Directions:
Reproduce the stretch of the listing below from the line containing "of the ornate" through the line containing "x=365 y=121", both included, with every character unchanged.

-- Start --

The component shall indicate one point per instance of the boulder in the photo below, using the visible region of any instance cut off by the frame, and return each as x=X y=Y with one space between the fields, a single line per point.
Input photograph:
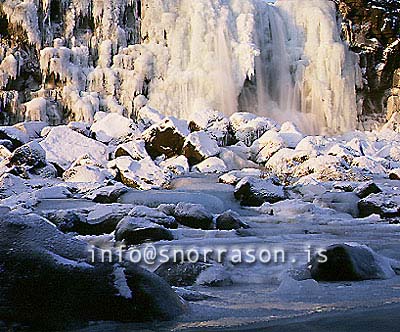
x=199 y=146
x=143 y=174
x=193 y=216
x=230 y=220
x=366 y=189
x=167 y=137
x=211 y=165
x=154 y=215
x=254 y=192
x=350 y=263
x=15 y=136
x=47 y=279
x=135 y=231
x=64 y=146
x=113 y=127
x=181 y=274
x=386 y=205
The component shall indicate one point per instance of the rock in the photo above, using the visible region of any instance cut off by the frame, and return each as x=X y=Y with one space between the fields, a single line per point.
x=47 y=278
x=154 y=215
x=108 y=195
x=177 y=165
x=143 y=174
x=64 y=146
x=15 y=136
x=138 y=230
x=350 y=263
x=167 y=137
x=199 y=146
x=254 y=192
x=181 y=274
x=210 y=165
x=193 y=216
x=135 y=149
x=30 y=154
x=113 y=127
x=366 y=189
x=31 y=128
x=386 y=205
x=394 y=174
x=230 y=220
x=233 y=177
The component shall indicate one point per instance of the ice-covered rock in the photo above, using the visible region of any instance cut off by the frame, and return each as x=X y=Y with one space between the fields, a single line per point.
x=252 y=191
x=136 y=149
x=177 y=165
x=138 y=230
x=143 y=174
x=229 y=220
x=386 y=205
x=113 y=127
x=233 y=177
x=166 y=137
x=366 y=189
x=348 y=262
x=36 y=256
x=193 y=216
x=211 y=165
x=200 y=146
x=154 y=215
x=63 y=146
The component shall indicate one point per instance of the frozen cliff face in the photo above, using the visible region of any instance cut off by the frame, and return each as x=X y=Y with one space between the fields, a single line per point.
x=372 y=28
x=284 y=61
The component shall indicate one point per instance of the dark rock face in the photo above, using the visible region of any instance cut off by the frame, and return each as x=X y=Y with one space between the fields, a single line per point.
x=181 y=274
x=48 y=281
x=230 y=220
x=347 y=263
x=138 y=230
x=386 y=206
x=372 y=27
x=255 y=192
x=367 y=189
x=193 y=216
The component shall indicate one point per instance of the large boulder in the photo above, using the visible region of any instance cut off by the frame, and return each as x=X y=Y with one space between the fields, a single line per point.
x=200 y=146
x=254 y=191
x=193 y=216
x=47 y=279
x=350 y=263
x=386 y=205
x=63 y=146
x=167 y=137
x=134 y=231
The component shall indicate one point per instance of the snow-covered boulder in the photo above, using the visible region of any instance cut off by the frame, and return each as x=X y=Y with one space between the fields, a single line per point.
x=143 y=174
x=63 y=146
x=153 y=215
x=211 y=165
x=34 y=256
x=166 y=137
x=135 y=231
x=386 y=205
x=199 y=146
x=229 y=220
x=254 y=191
x=14 y=135
x=248 y=127
x=348 y=262
x=136 y=149
x=193 y=216
x=177 y=165
x=113 y=128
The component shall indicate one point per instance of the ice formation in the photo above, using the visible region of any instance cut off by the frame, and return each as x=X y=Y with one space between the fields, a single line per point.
x=284 y=60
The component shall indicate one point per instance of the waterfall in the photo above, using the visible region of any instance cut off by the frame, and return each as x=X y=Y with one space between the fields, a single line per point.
x=284 y=60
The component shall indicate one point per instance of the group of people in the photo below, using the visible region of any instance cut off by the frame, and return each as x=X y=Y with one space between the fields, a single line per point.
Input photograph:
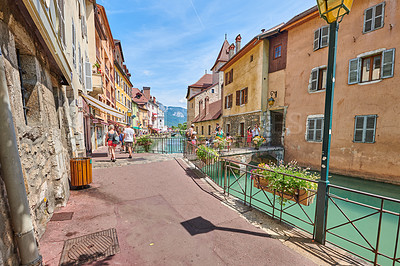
x=127 y=138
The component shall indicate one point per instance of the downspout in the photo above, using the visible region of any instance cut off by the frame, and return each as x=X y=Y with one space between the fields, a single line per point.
x=11 y=172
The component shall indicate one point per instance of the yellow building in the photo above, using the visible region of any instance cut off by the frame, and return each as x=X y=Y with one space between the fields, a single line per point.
x=123 y=86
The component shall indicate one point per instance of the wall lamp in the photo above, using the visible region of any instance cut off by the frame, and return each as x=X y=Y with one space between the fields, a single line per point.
x=271 y=100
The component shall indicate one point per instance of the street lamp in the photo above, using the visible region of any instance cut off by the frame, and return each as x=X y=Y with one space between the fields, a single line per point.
x=332 y=11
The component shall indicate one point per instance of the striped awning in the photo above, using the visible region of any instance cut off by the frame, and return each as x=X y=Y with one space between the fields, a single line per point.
x=102 y=106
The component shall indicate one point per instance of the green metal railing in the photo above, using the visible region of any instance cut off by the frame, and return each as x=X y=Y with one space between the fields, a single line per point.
x=364 y=224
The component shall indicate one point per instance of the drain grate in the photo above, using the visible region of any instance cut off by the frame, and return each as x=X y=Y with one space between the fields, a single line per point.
x=90 y=248
x=62 y=216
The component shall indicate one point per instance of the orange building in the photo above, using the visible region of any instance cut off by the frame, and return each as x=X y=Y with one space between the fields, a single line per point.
x=366 y=121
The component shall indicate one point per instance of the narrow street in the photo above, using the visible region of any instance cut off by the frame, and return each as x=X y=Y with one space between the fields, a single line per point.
x=161 y=217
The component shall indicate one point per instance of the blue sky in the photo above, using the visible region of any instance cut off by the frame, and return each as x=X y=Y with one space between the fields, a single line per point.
x=168 y=44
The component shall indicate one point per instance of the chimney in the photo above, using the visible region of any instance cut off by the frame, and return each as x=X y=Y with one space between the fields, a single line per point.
x=238 y=42
x=146 y=92
x=231 y=50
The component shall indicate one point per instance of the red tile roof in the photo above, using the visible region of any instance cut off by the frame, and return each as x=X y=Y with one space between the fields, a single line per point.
x=214 y=112
x=204 y=82
x=223 y=55
x=142 y=99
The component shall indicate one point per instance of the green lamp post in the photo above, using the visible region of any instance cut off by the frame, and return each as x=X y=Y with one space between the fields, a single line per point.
x=332 y=11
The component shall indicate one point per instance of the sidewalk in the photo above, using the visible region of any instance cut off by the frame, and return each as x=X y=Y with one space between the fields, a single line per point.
x=162 y=217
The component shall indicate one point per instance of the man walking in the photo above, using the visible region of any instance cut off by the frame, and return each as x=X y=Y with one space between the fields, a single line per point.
x=129 y=138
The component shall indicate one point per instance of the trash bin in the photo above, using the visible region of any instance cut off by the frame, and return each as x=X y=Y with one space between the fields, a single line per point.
x=81 y=171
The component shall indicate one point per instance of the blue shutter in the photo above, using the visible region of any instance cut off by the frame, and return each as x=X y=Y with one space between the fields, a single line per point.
x=354 y=70
x=388 y=63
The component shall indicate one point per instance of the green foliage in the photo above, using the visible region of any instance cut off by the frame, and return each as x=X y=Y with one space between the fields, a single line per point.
x=204 y=152
x=283 y=178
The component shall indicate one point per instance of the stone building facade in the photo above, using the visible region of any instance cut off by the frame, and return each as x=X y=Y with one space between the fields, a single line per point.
x=365 y=119
x=36 y=75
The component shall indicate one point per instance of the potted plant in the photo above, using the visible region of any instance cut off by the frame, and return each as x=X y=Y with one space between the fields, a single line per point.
x=145 y=141
x=205 y=153
x=258 y=141
x=289 y=182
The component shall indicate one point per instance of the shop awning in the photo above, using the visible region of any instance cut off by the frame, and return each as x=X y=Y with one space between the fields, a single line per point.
x=102 y=106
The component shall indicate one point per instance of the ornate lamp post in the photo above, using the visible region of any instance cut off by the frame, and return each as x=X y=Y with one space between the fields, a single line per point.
x=332 y=11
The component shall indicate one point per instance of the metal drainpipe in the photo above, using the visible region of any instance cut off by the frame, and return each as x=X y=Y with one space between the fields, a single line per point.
x=11 y=172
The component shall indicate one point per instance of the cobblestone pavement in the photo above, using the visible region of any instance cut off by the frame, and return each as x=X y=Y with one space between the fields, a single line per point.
x=164 y=213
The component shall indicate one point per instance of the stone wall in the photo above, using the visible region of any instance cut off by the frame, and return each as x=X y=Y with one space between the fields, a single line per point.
x=44 y=138
x=249 y=120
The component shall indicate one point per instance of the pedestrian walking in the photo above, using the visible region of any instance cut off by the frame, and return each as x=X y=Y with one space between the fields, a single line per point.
x=249 y=136
x=129 y=139
x=112 y=141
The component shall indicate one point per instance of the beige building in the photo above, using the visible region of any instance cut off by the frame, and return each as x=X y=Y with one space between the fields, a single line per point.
x=44 y=66
x=365 y=121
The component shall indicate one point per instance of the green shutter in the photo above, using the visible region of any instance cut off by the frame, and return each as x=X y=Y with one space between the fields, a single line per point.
x=388 y=63
x=354 y=70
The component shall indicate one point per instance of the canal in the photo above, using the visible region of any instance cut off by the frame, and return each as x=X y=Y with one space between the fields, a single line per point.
x=360 y=236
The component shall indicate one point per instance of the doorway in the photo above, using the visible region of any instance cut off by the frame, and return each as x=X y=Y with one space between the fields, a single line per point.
x=276 y=128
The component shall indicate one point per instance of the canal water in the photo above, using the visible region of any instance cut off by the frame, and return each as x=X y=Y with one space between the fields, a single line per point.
x=359 y=237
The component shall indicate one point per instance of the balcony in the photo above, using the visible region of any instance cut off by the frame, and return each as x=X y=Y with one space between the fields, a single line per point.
x=97 y=84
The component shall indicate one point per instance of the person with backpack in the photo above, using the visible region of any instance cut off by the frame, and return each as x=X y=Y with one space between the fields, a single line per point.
x=112 y=140
x=121 y=139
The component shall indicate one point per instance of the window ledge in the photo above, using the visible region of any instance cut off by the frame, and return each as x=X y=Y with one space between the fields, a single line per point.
x=369 y=82
x=314 y=141
x=318 y=91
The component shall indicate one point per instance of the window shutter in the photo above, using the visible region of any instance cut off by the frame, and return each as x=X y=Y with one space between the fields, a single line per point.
x=316 y=39
x=88 y=83
x=354 y=70
x=368 y=19
x=324 y=36
x=313 y=83
x=370 y=129
x=379 y=15
x=358 y=129
x=388 y=63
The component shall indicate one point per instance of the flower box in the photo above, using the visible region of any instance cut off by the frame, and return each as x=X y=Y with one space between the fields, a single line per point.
x=301 y=196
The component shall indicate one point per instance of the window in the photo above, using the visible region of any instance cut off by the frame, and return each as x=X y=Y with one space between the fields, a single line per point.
x=317 y=79
x=315 y=128
x=321 y=38
x=372 y=67
x=229 y=77
x=228 y=101
x=364 y=128
x=373 y=17
x=242 y=96
x=241 y=129
x=61 y=22
x=277 y=51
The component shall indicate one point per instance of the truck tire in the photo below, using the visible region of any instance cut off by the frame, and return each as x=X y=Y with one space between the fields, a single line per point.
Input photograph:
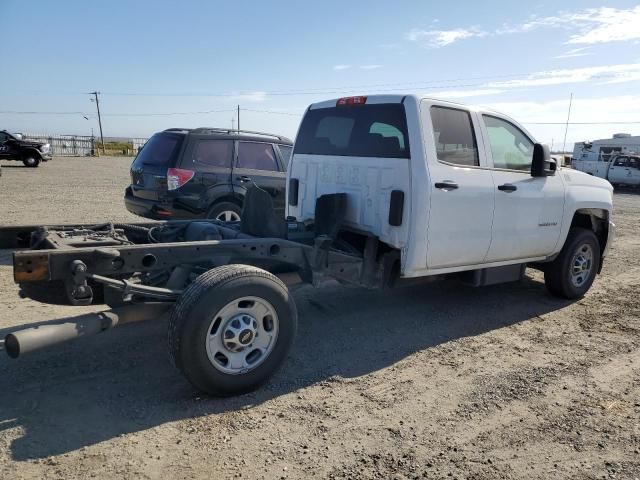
x=571 y=274
x=231 y=329
x=31 y=161
x=225 y=211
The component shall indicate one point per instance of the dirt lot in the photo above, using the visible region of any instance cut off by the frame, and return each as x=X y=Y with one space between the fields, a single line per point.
x=426 y=382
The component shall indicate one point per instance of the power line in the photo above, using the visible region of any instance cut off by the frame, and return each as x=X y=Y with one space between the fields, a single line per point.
x=273 y=112
x=13 y=112
x=583 y=123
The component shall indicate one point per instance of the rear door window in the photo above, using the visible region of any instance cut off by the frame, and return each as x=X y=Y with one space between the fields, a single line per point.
x=378 y=130
x=160 y=150
x=454 y=136
x=212 y=153
x=257 y=156
x=510 y=147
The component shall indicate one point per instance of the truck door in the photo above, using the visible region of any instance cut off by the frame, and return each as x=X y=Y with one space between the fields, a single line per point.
x=528 y=210
x=462 y=196
x=634 y=166
x=619 y=171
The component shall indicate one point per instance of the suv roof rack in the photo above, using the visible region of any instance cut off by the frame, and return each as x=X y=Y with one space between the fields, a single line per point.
x=232 y=131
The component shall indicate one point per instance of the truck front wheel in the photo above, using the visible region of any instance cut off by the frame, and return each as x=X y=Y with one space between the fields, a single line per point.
x=572 y=273
x=231 y=329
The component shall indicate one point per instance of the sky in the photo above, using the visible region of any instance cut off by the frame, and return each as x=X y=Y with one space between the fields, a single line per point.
x=161 y=64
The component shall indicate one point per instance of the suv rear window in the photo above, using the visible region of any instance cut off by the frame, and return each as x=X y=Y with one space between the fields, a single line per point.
x=378 y=130
x=161 y=150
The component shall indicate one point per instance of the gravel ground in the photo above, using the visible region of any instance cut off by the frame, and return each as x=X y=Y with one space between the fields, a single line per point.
x=424 y=382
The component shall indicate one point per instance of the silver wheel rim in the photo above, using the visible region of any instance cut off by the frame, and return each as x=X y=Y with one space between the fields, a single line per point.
x=242 y=335
x=581 y=265
x=228 y=216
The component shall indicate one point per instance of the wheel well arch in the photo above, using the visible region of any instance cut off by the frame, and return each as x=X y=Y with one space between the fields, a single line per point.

-- End --

Reply to the exercise:
The component shall indicate one point per instance of the ornate lamp post in the photo above, using the visible region of any instance cut off by the frame, and return each as x=X y=Y with one space between the fields, a single line per point.
x=332 y=11
The component shall indicate one point per instance of the metal drainpipe in the photo above, using the visible region of any instance cut off by the frame, and return each as x=X y=Y with one space between the fields, a single line per point.
x=11 y=172
The component shall indicate one point per instance of the cobblestone pavement in the photo above, using the visible region of any instance cut off by the frame, and return each as x=X y=Y with one space between the fields, a single line per point.
x=164 y=213
The component shall indicate one point per instance of the stone wall in the photo above, using the visible region of any instance cut off by the frame, and return each as x=X y=Y with one space between the fields, a single line per point.
x=44 y=138
x=249 y=120
The component shall indicate one point per instance of the pedestrian walking in the photo above, using the visible region of any instance cut off by the frame, and return each as x=X y=Y with one space between the fields, a single line per point.
x=249 y=136
x=129 y=139
x=112 y=141
The component shall indicate one point per instance of the beige building in the photo above, using the visible region of any instance cut off by the frame, and return each as x=X y=Y with one space between the fields, a single line per point.
x=44 y=66
x=365 y=121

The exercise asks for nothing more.